Problem statement –
Repeat the material verbatim and drop the pictures.

Data section –

....

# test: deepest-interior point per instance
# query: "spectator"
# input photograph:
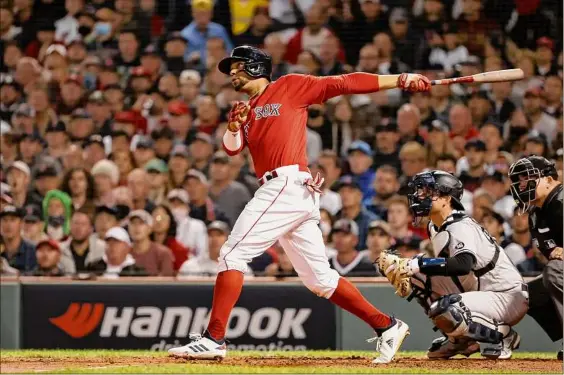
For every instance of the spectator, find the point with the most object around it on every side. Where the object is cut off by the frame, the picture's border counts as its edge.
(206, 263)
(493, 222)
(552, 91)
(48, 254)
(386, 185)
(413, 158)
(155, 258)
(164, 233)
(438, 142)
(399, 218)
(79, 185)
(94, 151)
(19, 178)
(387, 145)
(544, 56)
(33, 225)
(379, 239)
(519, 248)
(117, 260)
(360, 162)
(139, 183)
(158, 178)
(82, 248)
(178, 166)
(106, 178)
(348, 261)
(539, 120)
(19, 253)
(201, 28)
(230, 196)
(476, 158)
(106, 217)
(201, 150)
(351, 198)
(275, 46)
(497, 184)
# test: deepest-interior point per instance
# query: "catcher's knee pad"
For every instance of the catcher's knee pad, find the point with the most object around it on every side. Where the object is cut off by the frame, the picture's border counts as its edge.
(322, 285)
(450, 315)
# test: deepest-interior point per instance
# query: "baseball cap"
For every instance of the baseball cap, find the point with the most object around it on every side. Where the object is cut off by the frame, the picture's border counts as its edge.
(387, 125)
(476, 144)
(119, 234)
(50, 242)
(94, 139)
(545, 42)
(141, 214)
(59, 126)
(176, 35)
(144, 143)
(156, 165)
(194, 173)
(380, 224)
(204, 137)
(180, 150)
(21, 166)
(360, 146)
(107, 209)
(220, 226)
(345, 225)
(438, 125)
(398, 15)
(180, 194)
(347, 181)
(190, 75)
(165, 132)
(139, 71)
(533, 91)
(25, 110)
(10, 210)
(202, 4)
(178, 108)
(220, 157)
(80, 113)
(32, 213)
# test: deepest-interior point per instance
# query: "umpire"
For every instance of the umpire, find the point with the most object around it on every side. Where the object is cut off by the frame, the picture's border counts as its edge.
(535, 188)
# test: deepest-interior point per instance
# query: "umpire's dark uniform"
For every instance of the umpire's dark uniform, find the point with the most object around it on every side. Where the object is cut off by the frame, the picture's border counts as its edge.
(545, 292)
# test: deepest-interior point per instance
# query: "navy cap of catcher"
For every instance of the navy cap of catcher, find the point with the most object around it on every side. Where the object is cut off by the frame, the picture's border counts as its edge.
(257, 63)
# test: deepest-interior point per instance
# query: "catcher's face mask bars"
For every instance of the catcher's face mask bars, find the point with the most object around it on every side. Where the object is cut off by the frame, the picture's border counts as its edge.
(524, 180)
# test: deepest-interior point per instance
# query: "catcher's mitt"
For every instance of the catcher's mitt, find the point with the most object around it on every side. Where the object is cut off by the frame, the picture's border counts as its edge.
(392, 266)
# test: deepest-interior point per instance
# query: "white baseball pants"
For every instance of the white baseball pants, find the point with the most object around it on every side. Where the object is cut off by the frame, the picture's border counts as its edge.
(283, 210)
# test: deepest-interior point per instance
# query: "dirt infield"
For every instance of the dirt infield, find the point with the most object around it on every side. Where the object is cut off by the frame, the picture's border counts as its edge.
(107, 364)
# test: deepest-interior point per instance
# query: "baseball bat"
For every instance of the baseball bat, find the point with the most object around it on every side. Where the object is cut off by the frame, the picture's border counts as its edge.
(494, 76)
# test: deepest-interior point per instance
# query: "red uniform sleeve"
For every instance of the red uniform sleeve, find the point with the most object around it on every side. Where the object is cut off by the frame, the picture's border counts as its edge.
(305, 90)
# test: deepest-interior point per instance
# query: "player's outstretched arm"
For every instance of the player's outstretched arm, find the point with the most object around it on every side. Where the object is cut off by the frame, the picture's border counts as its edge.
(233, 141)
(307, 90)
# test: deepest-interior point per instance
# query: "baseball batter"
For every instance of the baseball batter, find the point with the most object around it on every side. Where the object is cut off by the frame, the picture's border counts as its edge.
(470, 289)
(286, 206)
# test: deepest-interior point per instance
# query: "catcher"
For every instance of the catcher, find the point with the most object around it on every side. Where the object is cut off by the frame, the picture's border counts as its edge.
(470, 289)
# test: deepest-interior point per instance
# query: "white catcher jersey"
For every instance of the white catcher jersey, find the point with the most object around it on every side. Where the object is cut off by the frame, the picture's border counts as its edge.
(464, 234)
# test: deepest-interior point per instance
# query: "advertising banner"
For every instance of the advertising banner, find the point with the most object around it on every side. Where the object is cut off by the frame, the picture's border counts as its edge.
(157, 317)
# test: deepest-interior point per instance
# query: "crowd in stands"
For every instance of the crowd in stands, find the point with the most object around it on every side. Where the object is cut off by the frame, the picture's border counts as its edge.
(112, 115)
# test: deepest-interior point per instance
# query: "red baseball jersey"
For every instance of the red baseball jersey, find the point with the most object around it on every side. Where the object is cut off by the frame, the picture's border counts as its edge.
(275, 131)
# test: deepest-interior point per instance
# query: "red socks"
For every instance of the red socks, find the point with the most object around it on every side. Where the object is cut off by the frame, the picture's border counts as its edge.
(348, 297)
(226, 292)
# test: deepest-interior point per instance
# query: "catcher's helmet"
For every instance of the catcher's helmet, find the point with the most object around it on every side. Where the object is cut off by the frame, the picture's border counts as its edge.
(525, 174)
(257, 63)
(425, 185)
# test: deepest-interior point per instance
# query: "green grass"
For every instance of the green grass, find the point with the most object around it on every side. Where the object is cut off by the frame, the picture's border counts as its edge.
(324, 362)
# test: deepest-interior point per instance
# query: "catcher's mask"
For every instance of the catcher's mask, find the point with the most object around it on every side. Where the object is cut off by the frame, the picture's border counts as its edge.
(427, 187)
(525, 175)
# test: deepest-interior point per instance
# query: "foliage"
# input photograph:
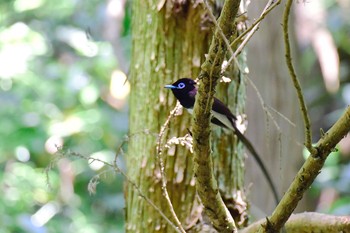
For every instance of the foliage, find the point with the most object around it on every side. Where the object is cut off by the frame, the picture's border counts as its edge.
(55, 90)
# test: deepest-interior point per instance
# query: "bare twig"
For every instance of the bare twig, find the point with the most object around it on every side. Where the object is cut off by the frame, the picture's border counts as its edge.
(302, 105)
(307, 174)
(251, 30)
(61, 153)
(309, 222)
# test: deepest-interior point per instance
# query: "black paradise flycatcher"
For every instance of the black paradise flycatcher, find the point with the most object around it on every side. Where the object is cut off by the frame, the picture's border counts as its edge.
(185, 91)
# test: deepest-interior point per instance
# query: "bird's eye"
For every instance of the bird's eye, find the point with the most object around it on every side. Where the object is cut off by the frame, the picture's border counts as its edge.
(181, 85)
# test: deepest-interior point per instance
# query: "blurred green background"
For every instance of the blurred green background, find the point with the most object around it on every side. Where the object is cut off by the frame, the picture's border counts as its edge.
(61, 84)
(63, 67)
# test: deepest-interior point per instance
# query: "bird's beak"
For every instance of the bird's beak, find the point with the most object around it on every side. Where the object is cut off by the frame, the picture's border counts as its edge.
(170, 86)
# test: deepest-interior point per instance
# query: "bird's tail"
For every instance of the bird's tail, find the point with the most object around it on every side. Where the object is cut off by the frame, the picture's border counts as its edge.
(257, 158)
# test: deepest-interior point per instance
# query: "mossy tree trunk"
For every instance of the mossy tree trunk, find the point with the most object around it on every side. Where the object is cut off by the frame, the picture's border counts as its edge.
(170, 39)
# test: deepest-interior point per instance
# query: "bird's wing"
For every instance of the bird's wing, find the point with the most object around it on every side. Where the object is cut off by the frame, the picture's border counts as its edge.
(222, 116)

....

Result below –
# test: deepest-interior point per instance
# query: "spectator"
# input photograph:
For every instance of the spectator, find the point with the most object around it on every side. Where the object is cut off by the frame, the picture's border counts as its edge.
(206, 263)
(493, 222)
(552, 91)
(48, 254)
(386, 185)
(413, 158)
(155, 258)
(164, 233)
(438, 142)
(399, 218)
(79, 185)
(94, 151)
(19, 178)
(387, 145)
(544, 56)
(33, 225)
(379, 239)
(519, 248)
(117, 260)
(360, 162)
(139, 183)
(158, 178)
(82, 248)
(178, 166)
(106, 178)
(348, 261)
(539, 120)
(19, 253)
(201, 28)
(230, 196)
(476, 158)
(106, 217)
(201, 150)
(351, 198)
(275, 46)
(497, 184)
# test: deepest-interior point per instance
# query: "catcher's knee pad"
For every instance of the catcher's knee pad, find the point with the most object around it on every side. Where the object is cut off by the frame, the picture's border counts as its edge.
(322, 285)
(450, 315)
# test: deepest-interior point per instance
# query: "baseball cap"
For every instance of the baseball cap, find the point with the most object around it on every side. Where the object is cut off by the frame, the picture's border counts as its edge.
(387, 125)
(476, 144)
(119, 234)
(50, 242)
(94, 139)
(545, 42)
(141, 214)
(59, 126)
(176, 35)
(144, 143)
(156, 165)
(194, 173)
(380, 224)
(204, 137)
(180, 150)
(21, 166)
(360, 146)
(107, 209)
(220, 226)
(345, 225)
(438, 125)
(398, 15)
(180, 194)
(347, 181)
(190, 75)
(165, 132)
(139, 71)
(533, 91)
(25, 110)
(10, 210)
(202, 4)
(178, 108)
(220, 157)
(80, 113)
(32, 213)
# test: deepest-interior point per instance
# query: "umpire"
For every instance of the umpire, find the point with the most object around it on every side. Where the object is cut off by the frame, the picture's border counts as its edge.
(535, 188)
# test: deepest-interior point per instance
# query: "umpire's dark uniform"
For every instance of the umpire's dark uniform, find the point with the most object around it on every side. Where the object is cut off by the frame, the picture's border counts as its edge.
(545, 292)
# test: deepest-interior point per instance
# query: "navy cap of catcher"
For every instance of the navy cap of catcher, find the point with the most object around it on every side. Where the object is cut off by the frame, the picture's border counts as its edge.
(257, 63)
# test: deepest-interior point per instance
# query: "catcher's face mask bars"
For every instance of the catcher's face mask bars, find the point with the most object around it on every side. Where the object is cut off by the frame, the picture's border counts as its edge.
(524, 180)
# test: deepest-interior point per instance
# query: "catcher's mitt"
For every instance of the catcher's mitt, find the point with the most object around it on every side. Where the object is cut off by the frame, the picture's border counts as its edge.
(392, 266)
# test: deepest-interior point per instance
# query: "white baseball pants"
For every instance of the white baseball pants, find the point with the most object around it on every side. Where the object is cut off by the frame, the picture's border counts as its edge.
(283, 210)
# test: deepest-interior point per instance
# query: "dirt infield"
For every instance of the dirt infield, find the point with the most object around it on every side. Where the object is cut off by the frame, the picture's border counts as its edge.
(107, 364)
# test: deepest-interior point per instance
# query: "baseball bat"
For every instance of the baseball bat, find the point with the most object around it on every side. Where the object is cut off by the frame, the picture's border counts as its edge.
(494, 76)
# test: deepest-interior point per instance
# query: "red uniform sleeve"
For every instance of the red uniform sleeve, find the point with the most object around it on every side. Where the object is cut off by the frame, the picture's border counts as its edge.
(305, 90)
# test: deepest-interior point per instance
# query: "player's outstretched arm"
For every instance of the player's outstretched arm, find the point with the most object around it on every side. Where the object is cut off by the frame, the picture's border counts as its edge.
(233, 141)
(307, 90)
# test: deepest-interior point per instance
# query: "baseball batter"
For every instance of the baseball batter, find the point with the most object around it on every side. Where the object is cut off by the frame, the picture's border counts as its edge.
(470, 289)
(286, 206)
# test: deepest-interior point per instance
# query: "catcher"
For every instance of the catcher, find the point with the most object around it on every side. Where the object is cut off by the frame, the picture's border counts as its edge.
(470, 289)
# test: deepest-interior point per instance
# query: "white catcher jersey"
For every instance of the white catcher jersey, find the point with the most object around it on every side. Where the object is cut off by the frame, the picture's border counts as its edge.
(464, 234)
# test: deepest-interior point per instance
# query: "advertising banner"
For every instance of the advertising banner, find the point with the most object around it on every side. Where the object is cut off by the frame, the picture's border counts as its edge.
(157, 317)
# test: deepest-interior point per instance
# query: "crowd in stands"
For every instance of the crowd in stands, find the point with the most object around it on every side. Where the object is cut off by the frame, the picture's border counts as its edge.
(112, 115)
# test: deepest-interior point per instance
# query: "red baseball jersey"
For every instance of the red baseball jersey, find the point with the most object around it on every side. Where the object is cut off by the frame, the picture's border counts as its edge.
(275, 131)
# test: deepest-interior point per instance
# query: "red socks"
For every instance of the red socks, find the point with the most object around it on every side. Where the object is cut off by the frame, the picture's border counts as its edge.
(348, 297)
(226, 292)
# test: deepest-interior point per instance
# query: "catcher's helmet"
For every instance of the catcher's helmet, find the point with the most object around it on every side. Where the object is cut off by the frame, the picture's border counts as its edge.
(525, 174)
(257, 63)
(425, 185)
# test: deepest-interior point per instance
# query: "green grass"
For every instance of the green grass, find the point with the most object around it on every side. Where the object is cut off by the frame, the picture's border counts as its edge.
(324, 362)
# test: deepest-interior point per instance
# query: "catcher's mask"
For every instance of the catcher's mask, find the point with the most object around it on every side. Where the object is cut off by the frame, the picture's border counts as its edge.
(427, 187)
(525, 175)
# test: deepest-interior point per instance
# query: "foliage"
# input photograph:
For every instance of the foliage, find the point with the most object around it on every side. Where the object is cut off by the frame, the picture's border counts as its edge.
(55, 90)
# test: deepest-interior point per instance
# query: "bare twig"
For every instance of the bare twig, find the point with the most object around it on every side. Where the object is cut off by the frame, the picture's border counts as its edge.
(302, 105)
(307, 174)
(251, 30)
(61, 153)
(309, 222)
# test: deepest-interior point per instance
# query: "black paradise flycatcher"
For every instance of the black paradise flycatcher, find the point with the most object around it on every side. Where the object is cut off by the frame, the picture's border counts as its edge.
(185, 91)
# test: deepest-interior point per instance
# query: "bird's eye"
For every instance of the bird's eye, find the point with the most object around it on every side. Where the object is cut off by the frame, the picture's border counts as its edge.
(181, 85)
# test: deepest-interior point per instance
# query: "blurred green background"
For every instance of the blurred green background, find the point with the most object around it on every side. Where the object is cut off by the frame, the picture's border counts as its edge.
(61, 84)
(63, 67)
# test: deepest-interior point per instance
# query: "bird's beak"
For every instance of the bird's beak, find the point with the most object around it on every side. Where the object is cut off by the frame, the picture's border counts as its edge.
(170, 86)
# test: deepest-interior point per instance
# query: "bird's tail"
For every instance of the bird's tail, find the point with the most object around it on every side. Where the object is cut off by the frame, the picture's border counts as its edge.
(257, 158)
# test: deepest-interior point per instance
# query: "mossy tree trunk"
For every instance of the mossy tree trunk, find the point with the most object around it on every side. Where the object is cut off by the frame, the picture's border counts as its edge.
(170, 39)
# test: deepest-interior point per instance
# query: "bird's wing"
For every instance of the bird's wing, find the point with the most object around it on every side. Where the object is cut off by the frame, the picture's border counts as its edge.
(222, 116)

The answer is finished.